## BRIEF
Exclude the pictures, then restate every entry below exactly.

========================

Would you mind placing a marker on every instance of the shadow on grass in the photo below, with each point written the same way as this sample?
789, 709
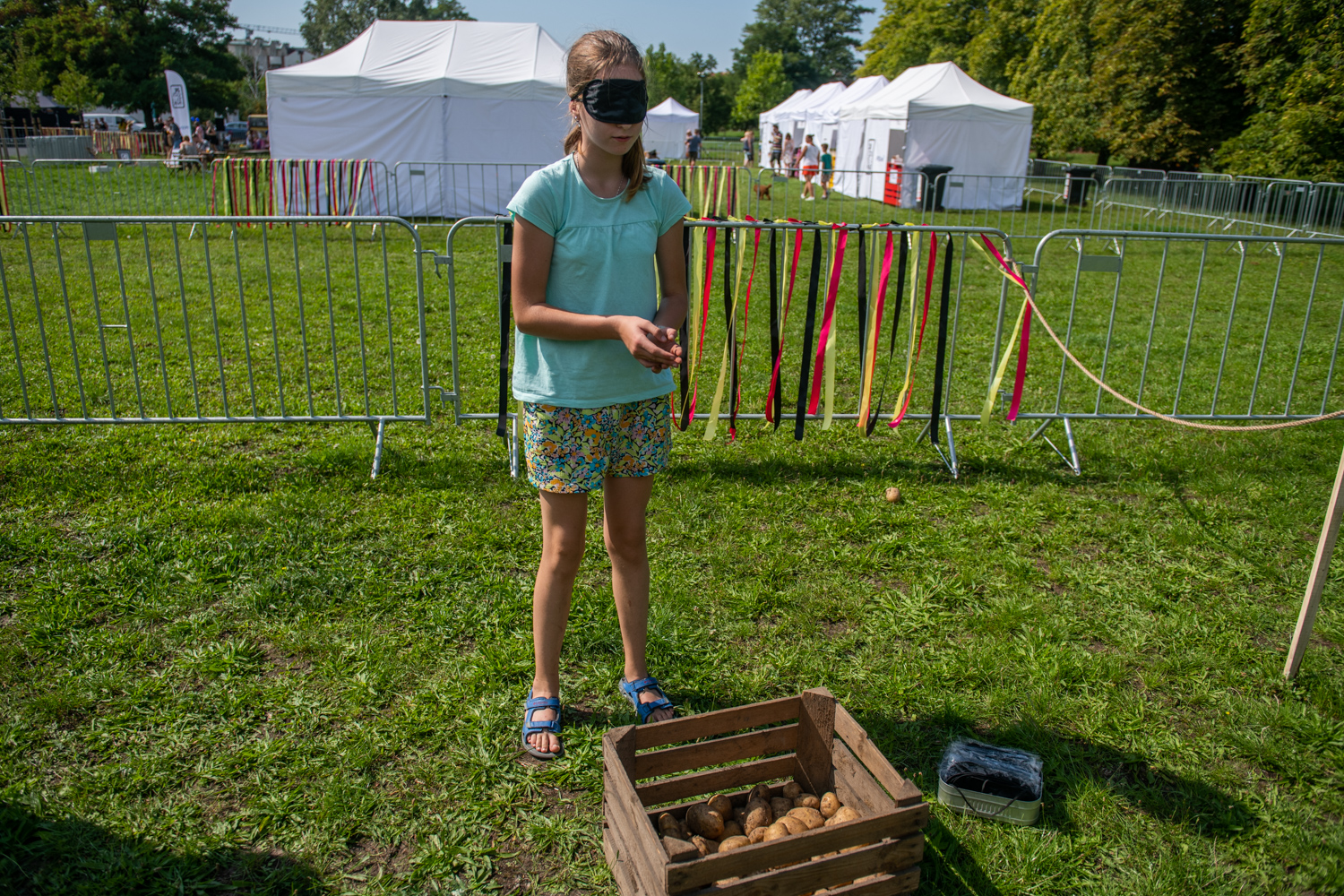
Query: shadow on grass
40, 853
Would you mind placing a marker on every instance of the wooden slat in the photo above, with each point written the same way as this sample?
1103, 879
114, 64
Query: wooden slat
881, 858
658, 734
902, 790
855, 786
816, 731
754, 858
714, 753
711, 782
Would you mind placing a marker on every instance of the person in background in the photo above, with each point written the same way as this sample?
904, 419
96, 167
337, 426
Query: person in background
811, 159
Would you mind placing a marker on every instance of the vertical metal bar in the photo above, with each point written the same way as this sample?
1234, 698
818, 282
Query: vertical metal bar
97, 314
125, 312
331, 317
185, 322
303, 323
214, 317
1190, 331
1269, 320
359, 314
1152, 323
1110, 325
242, 312
1306, 320
1228, 336
274, 328
159, 330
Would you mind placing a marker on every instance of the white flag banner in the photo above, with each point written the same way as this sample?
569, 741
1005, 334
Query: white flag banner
177, 104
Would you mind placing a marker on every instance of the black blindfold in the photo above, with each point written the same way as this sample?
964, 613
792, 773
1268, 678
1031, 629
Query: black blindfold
617, 101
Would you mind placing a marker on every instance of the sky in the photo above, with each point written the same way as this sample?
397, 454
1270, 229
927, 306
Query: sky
685, 26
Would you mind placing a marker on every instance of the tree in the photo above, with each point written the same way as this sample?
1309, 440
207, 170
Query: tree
330, 24
75, 90
1292, 64
765, 86
816, 39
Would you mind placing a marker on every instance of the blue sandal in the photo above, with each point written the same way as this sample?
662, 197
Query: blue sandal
551, 726
632, 691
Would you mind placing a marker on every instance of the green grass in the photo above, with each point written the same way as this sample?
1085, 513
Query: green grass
231, 662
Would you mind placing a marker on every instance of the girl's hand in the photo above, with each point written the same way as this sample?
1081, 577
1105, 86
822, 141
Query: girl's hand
652, 346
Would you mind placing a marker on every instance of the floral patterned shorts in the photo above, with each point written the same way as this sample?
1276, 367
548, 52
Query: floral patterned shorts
572, 450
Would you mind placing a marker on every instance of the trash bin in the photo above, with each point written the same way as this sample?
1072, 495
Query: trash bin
1078, 179
932, 199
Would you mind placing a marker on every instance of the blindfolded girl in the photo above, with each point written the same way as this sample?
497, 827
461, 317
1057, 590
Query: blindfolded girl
593, 360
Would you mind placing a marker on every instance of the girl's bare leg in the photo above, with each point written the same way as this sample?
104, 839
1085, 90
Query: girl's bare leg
564, 521
624, 504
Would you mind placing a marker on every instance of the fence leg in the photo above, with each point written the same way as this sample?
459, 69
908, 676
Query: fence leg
378, 446
1320, 567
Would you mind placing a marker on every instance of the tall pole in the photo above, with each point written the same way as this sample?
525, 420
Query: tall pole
1320, 567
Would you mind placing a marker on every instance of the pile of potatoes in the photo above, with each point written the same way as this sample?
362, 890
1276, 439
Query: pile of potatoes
720, 826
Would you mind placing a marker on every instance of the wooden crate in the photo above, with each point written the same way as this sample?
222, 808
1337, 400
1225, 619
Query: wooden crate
824, 748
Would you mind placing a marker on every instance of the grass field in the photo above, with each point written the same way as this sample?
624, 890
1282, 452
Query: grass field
231, 662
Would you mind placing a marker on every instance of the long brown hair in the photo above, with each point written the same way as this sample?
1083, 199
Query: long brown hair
591, 56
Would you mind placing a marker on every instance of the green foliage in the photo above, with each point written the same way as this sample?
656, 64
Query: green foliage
765, 86
75, 90
124, 46
1292, 61
816, 39
330, 24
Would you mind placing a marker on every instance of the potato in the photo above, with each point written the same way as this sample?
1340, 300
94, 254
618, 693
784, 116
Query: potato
809, 817
841, 815
669, 826
680, 850
722, 805
733, 842
830, 805
758, 815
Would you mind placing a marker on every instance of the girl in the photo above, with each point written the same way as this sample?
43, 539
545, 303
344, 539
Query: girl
593, 357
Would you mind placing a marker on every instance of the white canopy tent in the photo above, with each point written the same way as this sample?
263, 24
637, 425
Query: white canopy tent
666, 128
782, 116
938, 115
432, 94
824, 117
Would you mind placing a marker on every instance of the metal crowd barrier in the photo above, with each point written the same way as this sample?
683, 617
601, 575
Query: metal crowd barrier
263, 320
1245, 336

========================

## EXERCISE OUTPUT
Would you mind placing a marker on every instance of the shadow on grass in the photo below, with each point written the same way as this sample?
789, 709
Query: shadow on grass
40, 853
Would you mind placing a marker on every instance of the wooden slat in the photo above, with each point written the same way as this sample?
1103, 879
114, 64
Query: wooden slat
881, 858
658, 734
902, 790
855, 786
816, 731
754, 858
714, 753
711, 782
Would you mind placing a marker on every instance of the person in background in the photo above, with each point written the same way as this sample?
904, 419
96, 167
337, 426
Query: person in background
811, 159
Would you mind placing a marker on every instance of the vertical metal bar in the photo above, with each point written the same way as this sample?
1234, 698
818, 282
Query: vertical metal bar
97, 314
125, 312
331, 317
185, 322
303, 323
214, 317
1190, 331
1269, 320
359, 314
1152, 323
1110, 325
242, 312
1306, 320
1228, 336
274, 328
159, 330
Would you mind placing a marker on every instance of the white flag banner in the photo above, with each point written the same way as this sample?
569, 741
1005, 334
Query: white flag banner
177, 104
Would you mind placing a marker on every instance of the black blindfold in the photo above, with each point written the same way as this sample?
964, 613
792, 773
1268, 678
1031, 629
Query: black blindfold
617, 101
Would you mind placing a marker on every instance of the sky in the photo above, with each point written the same way as this sample?
397, 454
1270, 229
927, 306
Query: sky
685, 26
Would you mind placing a marker on every instance of the tree in the photo above, with each point written the same way as this sample?
1309, 440
207, 170
Query: tree
330, 24
75, 90
1292, 64
765, 86
816, 39
Would you mind placing a marker on every instance of the blue sandal in the photo above, with each point written the same way as this sample?
662, 197
Query: blue sandal
551, 726
632, 691
Would you mind placing a marker on every instance of the green grass in the photo above, with each point written the same way as this sample?
1085, 513
Query: green grass
231, 662
Would you mind placing a marker on every instance of the girl's hand in the photo above, with each point written the same way as this sample?
1081, 577
1105, 86
822, 141
Query: girl's hand
652, 346
Would you mind placing a marker on every instance of the floral patterned shorts in the photo above, with each point written the same way as this sample?
1276, 367
548, 52
Query: floral patterned shorts
572, 450
Would you mind placing a marker on every instance of the trash bin in the photo above, with each point written the same way as this sample?
1072, 495
Query: trash bin
1078, 179
932, 199
Would you mind placing a marker on every instance of the blindfolded girl in the photo above, with each point written the same way as this sample?
497, 827
461, 317
1057, 590
Query: blindfolded girl
593, 360
Would you mind placing a marker on every instance of the girl's bare leg in the photo above, with each point written the same way as this sample?
104, 839
1085, 90
Query: girl's bare leg
564, 521
624, 504
Would you mind placing a marker on every instance of the fence leg in the photo above, with each point written the same way as this sample?
459, 69
908, 676
Query: fence leg
378, 446
1320, 567
Would you mind placing a marker on every instance of the tall pole in the photo above, with each point written the same way as this sample?
525, 420
Query: tall pole
1320, 567
Would you mind placing a marker on every instance of the pile of potatoes in the photo above, with each point written the same way as this sample?
362, 890
1276, 439
Query: pile of potatoes
720, 826
Would you mind placing a marker on every instance of the wooden crate in the photo above, with each point written the same way as this sample?
222, 808
1337, 400
1225, 619
Query: wooden crate
824, 748
Would you mind placing a marker on every instance of the grass field in the photo above, with each point written the same way as this sample?
624, 890
1282, 452
Query: grass field
231, 662
Would you mind placing a marker on every instance of the long brown hair in the photo above, with each point written the same way as this sample?
1083, 199
Query: long brown hair
591, 56
Would you mind placing a marker on every instance of the green foliage in the photo above, with each point written the same way as this sample?
656, 64
Query: green foliage
765, 86
75, 90
124, 46
1292, 61
816, 39
330, 24
Would you mind placing a marker on every instance of the potato in the photo above, with each point written the same way as this sample?
1340, 300
94, 254
618, 693
784, 116
Query: potato
809, 817
841, 815
669, 826
680, 850
722, 805
733, 842
830, 805
758, 815
Would you mind placing a marker on every instance of the girl in the photo above, with each point written the same way as this sample?
43, 539
545, 303
344, 539
Query: girl
593, 357
Would you mind placing a marker on every instance of the white canopy tent in the photo above, with each point written the same way as this sample?
263, 24
637, 425
Query: white canopy tent
666, 128
782, 116
938, 115
432, 94
824, 117
Would you mind placing a marker on every instance of the metal crowd barrier in the photo above, with each point written the same way as this sample?
683, 617
601, 575
Query: metal crowd barrier
263, 320
1245, 336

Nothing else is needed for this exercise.